从含有“One pin marks each instance of the japanese”的那一行开始，到含有“x=264 y=465”的那一行结束（两行均包括在内），把这一段记录整理成两列CSV，列名分别为“文本”和“答案”。每条记录占一行，文字与答案各放进一个带引号的字段，字段内的换行一律改为空格。
====================
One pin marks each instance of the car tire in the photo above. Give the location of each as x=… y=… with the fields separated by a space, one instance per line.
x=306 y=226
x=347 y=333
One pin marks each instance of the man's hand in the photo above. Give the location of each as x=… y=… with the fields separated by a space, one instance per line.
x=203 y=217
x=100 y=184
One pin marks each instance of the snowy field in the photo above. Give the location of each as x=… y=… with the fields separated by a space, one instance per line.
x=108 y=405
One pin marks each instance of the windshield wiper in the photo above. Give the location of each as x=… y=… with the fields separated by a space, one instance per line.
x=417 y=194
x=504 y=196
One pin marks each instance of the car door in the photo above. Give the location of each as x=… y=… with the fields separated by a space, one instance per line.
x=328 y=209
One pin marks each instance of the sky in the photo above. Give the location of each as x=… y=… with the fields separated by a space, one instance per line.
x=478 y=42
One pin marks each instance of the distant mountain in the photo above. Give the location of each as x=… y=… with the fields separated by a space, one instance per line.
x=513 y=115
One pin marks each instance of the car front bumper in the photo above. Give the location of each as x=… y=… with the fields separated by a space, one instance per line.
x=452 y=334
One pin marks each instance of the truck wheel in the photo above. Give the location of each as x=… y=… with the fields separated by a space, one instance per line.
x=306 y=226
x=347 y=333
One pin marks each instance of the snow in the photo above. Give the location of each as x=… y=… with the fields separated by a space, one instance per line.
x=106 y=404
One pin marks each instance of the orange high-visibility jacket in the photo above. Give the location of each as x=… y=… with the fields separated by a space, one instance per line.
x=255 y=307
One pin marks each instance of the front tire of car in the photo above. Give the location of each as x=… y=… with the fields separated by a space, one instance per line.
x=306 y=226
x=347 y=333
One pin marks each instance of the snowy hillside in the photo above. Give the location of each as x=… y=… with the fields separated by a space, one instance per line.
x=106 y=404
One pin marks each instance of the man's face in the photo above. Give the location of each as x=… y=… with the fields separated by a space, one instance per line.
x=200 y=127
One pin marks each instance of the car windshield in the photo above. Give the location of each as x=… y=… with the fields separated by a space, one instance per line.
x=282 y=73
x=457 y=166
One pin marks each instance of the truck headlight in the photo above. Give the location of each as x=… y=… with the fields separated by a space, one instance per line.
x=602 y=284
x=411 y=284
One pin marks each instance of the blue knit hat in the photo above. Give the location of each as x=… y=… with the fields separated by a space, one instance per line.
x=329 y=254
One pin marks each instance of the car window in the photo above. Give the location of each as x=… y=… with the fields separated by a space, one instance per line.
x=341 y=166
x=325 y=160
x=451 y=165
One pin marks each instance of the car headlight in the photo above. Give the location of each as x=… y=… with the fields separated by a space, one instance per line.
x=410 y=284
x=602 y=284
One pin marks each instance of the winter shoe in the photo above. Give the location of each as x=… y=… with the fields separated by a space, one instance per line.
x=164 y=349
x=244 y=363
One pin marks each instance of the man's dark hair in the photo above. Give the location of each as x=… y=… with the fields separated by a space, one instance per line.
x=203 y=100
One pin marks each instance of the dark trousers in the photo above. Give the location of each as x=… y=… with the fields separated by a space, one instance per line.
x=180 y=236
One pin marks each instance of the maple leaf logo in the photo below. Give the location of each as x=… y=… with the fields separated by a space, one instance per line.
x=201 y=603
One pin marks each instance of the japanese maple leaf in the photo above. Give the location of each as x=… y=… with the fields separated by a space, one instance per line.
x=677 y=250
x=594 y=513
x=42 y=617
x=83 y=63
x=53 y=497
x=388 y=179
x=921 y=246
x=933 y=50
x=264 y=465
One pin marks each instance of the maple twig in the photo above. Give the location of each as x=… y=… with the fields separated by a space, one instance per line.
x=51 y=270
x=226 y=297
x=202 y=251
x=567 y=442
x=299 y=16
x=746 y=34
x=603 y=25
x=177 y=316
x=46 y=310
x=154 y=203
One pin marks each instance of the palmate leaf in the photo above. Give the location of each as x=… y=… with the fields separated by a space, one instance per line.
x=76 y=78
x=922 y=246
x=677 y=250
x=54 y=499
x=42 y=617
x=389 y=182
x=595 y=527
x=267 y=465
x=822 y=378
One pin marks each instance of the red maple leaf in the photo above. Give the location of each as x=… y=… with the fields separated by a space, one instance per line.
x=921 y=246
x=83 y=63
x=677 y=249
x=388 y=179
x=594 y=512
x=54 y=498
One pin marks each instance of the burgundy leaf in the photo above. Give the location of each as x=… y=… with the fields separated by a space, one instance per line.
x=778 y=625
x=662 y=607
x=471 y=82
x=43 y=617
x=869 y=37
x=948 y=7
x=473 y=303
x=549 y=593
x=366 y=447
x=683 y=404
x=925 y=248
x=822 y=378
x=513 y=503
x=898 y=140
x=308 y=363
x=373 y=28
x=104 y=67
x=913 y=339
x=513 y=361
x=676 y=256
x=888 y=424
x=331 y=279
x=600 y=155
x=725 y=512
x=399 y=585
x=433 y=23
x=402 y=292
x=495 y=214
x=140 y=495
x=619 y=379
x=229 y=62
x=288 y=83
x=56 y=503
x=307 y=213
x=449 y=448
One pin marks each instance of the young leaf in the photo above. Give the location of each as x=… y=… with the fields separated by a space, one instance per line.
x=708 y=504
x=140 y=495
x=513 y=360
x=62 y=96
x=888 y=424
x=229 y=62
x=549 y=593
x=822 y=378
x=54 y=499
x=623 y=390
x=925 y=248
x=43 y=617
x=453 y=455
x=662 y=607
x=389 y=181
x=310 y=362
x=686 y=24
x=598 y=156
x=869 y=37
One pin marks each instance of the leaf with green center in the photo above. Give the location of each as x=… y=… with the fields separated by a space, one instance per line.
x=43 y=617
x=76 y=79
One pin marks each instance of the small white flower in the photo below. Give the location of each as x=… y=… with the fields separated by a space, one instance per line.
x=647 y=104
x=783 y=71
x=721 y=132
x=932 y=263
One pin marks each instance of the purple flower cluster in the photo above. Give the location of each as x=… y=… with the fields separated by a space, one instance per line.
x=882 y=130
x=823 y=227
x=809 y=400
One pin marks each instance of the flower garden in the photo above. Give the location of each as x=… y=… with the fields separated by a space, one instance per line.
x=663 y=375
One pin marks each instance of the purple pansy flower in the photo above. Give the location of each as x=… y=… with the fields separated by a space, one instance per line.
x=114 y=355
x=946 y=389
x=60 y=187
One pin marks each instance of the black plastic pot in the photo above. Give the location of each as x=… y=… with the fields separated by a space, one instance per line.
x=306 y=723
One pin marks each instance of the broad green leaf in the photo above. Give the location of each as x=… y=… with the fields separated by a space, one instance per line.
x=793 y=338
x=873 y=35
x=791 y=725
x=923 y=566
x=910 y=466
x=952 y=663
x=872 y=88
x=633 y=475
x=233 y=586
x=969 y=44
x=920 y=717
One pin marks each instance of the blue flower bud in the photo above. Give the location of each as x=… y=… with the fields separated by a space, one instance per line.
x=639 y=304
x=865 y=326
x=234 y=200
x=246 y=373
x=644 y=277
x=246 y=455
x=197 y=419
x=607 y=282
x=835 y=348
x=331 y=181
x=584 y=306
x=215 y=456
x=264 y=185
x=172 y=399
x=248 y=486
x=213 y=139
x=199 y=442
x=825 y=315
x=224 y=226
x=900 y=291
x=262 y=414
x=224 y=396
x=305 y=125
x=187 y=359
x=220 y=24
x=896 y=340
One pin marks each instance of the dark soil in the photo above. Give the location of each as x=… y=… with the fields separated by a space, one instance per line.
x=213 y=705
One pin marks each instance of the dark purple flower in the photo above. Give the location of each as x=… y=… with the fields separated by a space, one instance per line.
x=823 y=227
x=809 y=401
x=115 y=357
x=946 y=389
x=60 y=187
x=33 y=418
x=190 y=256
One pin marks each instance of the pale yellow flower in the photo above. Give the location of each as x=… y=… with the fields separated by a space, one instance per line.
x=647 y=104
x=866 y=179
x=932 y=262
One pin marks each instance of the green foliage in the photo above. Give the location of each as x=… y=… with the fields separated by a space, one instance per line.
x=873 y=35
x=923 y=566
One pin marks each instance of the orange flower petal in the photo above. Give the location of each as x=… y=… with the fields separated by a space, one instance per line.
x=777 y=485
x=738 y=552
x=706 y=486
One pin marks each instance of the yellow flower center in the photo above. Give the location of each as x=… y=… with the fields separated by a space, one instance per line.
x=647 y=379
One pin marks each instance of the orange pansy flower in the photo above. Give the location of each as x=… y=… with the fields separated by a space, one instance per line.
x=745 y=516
====================
**解答过程:**
文本,答案
"One pin marks each instance of the japanese maple leaf in the photo above. Give the location of each as x=… y=… with the fields separated by a space, one instance per line.","x=677 y=250 x=594 y=513 x=42 y=617 x=83 y=63 x=53 y=497 x=388 y=179 x=921 y=246 x=933 y=50 x=264 y=465"